■ What is required ■
The entries that follow should be duplicated in full, without a single alteration.

+++ Data +++

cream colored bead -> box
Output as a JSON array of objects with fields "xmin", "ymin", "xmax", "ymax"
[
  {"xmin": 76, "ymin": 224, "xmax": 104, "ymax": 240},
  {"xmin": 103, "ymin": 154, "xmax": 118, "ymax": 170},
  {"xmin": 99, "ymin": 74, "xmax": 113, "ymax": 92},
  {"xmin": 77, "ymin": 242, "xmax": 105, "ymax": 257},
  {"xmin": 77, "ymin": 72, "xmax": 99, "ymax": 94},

+++

■ Task output ■
cream colored bead -> box
Output as a JSON array of objects with fields "xmin", "ymin", "xmax", "ymax"
[
  {"xmin": 76, "ymin": 224, "xmax": 104, "ymax": 240},
  {"xmin": 103, "ymin": 154, "xmax": 118, "ymax": 170},
  {"xmin": 99, "ymin": 74, "xmax": 113, "ymax": 92},
  {"xmin": 77, "ymin": 242, "xmax": 105, "ymax": 257},
  {"xmin": 77, "ymin": 72, "xmax": 99, "ymax": 94},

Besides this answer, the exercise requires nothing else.